- Opening Delimiter -

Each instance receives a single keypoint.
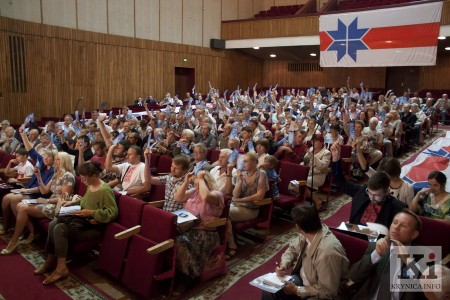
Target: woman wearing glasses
(98, 207)
(251, 185)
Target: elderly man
(224, 173)
(318, 158)
(5, 124)
(443, 104)
(375, 137)
(373, 271)
(199, 151)
(370, 203)
(172, 182)
(224, 136)
(320, 265)
(11, 144)
(410, 120)
(206, 137)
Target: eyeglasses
(375, 197)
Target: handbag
(75, 223)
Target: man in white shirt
(131, 172)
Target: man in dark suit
(371, 202)
(373, 272)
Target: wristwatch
(299, 291)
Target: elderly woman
(11, 144)
(63, 182)
(246, 138)
(195, 246)
(318, 158)
(45, 165)
(98, 206)
(400, 189)
(251, 185)
(187, 139)
(312, 129)
(433, 202)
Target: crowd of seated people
(251, 131)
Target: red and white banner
(400, 36)
(434, 158)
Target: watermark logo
(412, 269)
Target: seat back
(431, 235)
(164, 164)
(214, 155)
(346, 152)
(354, 247)
(113, 251)
(216, 264)
(142, 270)
(289, 172)
(158, 192)
(80, 187)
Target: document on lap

- Closing Delimiter -

Return the full material word for word. Do not include the pictures.

Each instance receives a single keypoint.
Target: woman wearing glasses
(98, 207)
(251, 185)
Target: elderly man
(224, 173)
(318, 158)
(5, 124)
(443, 104)
(375, 137)
(373, 271)
(199, 151)
(370, 203)
(172, 182)
(224, 136)
(320, 265)
(11, 144)
(410, 120)
(206, 137)
Target: eyeglasses
(375, 197)
Target: handbag
(75, 223)
Target: man in white shirt
(131, 172)
Target: man in dark suit
(371, 202)
(373, 272)
Target: wristwatch
(299, 291)
Target: elderly woman
(11, 144)
(63, 182)
(246, 138)
(195, 246)
(318, 158)
(45, 165)
(98, 206)
(400, 189)
(251, 185)
(187, 139)
(312, 129)
(433, 202)
Target: crowd of seated people
(251, 131)
Target: red and white banner
(400, 36)
(434, 158)
Target: watermark logo
(412, 269)
Target: seat back
(431, 235)
(164, 164)
(214, 155)
(346, 152)
(354, 247)
(113, 251)
(216, 264)
(142, 270)
(289, 172)
(158, 192)
(80, 187)
Target: document on lap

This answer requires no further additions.